### Items listed in a dataset
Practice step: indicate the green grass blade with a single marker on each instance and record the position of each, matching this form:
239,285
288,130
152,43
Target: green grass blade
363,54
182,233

### EXERCISE GOAL
Take the entries above and set them all down again exactly as they read.

### TASK RESPONSE
Practice step: indicate the green grass blade with a single marker on each instance and record the position of each, matching this form:
239,285
288,130
152,43
Target: green grass blade
363,54
182,233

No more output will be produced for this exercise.